New submission from Serhiy Storchaka <storchaka+cpyt...@gmail.com>:

Using gettext.lgettext() is the one of two right ways of doing translation in 
Python 2. In Python 2, gettext.gettext() returns a raw 8-bit string as it was 
written in the translation file. Since different translation files can use 
different encodings, and the locale encoding can be different from them, 
gettext.gettext() usually is not appropriate. gettext.lgettext() re-encodes all 
translated messages from file encodings to the specified one (or to the locale 
encoding by default). It works properly for str-based messages. Other right way 
is using gettext.ugettext() which returns a Unicode string.

## Data entries
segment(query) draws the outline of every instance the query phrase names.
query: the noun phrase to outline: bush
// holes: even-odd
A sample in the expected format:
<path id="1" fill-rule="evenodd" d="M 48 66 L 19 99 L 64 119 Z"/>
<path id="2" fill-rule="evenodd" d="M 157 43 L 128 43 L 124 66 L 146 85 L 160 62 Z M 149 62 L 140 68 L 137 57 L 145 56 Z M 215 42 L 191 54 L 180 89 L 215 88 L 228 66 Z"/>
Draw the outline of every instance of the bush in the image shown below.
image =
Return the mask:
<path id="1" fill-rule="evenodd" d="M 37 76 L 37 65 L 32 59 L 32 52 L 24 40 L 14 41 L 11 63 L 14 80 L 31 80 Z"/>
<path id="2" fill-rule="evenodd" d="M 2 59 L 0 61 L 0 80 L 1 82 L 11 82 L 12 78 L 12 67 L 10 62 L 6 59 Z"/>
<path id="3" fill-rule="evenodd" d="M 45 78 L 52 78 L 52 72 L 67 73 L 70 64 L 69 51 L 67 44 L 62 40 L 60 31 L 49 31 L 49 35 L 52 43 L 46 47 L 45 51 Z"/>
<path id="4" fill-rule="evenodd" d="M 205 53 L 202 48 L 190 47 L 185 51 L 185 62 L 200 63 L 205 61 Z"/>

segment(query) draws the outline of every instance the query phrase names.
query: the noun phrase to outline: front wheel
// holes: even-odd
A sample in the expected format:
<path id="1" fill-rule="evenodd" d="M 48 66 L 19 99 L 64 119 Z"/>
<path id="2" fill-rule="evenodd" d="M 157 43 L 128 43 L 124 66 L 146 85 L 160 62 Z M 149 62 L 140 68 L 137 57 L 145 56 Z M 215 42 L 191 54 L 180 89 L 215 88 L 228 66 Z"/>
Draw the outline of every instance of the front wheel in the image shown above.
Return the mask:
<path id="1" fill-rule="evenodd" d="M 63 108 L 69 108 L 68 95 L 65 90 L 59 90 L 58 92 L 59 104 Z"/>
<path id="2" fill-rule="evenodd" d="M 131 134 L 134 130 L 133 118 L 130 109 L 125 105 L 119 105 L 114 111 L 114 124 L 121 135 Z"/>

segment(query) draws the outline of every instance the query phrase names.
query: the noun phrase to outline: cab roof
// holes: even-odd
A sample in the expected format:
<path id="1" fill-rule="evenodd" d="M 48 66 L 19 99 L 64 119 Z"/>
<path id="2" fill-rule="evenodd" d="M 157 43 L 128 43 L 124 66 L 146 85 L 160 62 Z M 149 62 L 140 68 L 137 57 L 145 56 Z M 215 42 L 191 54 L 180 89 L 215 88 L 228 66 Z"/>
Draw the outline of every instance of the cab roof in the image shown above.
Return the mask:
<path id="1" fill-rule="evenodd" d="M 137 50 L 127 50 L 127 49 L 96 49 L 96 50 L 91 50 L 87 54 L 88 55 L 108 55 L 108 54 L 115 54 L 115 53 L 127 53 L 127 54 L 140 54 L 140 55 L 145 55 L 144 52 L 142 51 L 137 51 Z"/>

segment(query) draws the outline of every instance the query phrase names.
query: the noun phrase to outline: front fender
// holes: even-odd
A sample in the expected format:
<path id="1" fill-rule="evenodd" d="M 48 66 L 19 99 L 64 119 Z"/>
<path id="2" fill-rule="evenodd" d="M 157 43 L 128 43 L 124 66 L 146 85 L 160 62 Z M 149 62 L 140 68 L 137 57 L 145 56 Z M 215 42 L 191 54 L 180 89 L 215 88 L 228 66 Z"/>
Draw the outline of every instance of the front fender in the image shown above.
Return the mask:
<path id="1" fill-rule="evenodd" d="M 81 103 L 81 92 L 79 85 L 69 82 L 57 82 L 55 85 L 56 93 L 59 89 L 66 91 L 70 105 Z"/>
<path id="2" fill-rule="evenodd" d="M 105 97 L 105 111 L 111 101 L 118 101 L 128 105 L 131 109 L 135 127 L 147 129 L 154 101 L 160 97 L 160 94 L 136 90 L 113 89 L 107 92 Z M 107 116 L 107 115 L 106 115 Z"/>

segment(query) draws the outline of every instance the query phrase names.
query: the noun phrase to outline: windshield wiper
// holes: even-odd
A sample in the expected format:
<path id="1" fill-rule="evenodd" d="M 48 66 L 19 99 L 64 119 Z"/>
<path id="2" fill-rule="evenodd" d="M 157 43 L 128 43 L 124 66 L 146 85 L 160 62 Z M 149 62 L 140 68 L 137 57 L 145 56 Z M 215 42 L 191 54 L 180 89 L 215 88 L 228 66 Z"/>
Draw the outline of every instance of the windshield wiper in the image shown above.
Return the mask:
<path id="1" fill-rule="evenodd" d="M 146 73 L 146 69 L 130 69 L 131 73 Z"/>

## Stated task
Write what comes next in the note on translating with gettext in Python 2, picking up after its last sentence.

## Written answer
In Python 3 gettext.gettext() was removed, and gettext.ugettext() was renamed 
to gettext.gettext(). This is the single right way. gettext.lgettext() still 
returns messages encoded to bytes, but since virtually all messages are Unicode 
strings in Python 3, it is virtually useless. At least I don't know any proper 
use case for it. In addition, gettext.lgettext() was half-broken up to recent 
times (see issue29755).

Seems gettext.lgettext() was not removed in Python 3.0 just due to an 
oversight. I suggest to deprecate it in 3.8 and remove it in future versions.

----------
components: Library (Lib)
messages: 318283
nosy: barry, serhiy.storchaka
priority: normal
severity: normal
status: open
title: Deprecate gettext.lgettext()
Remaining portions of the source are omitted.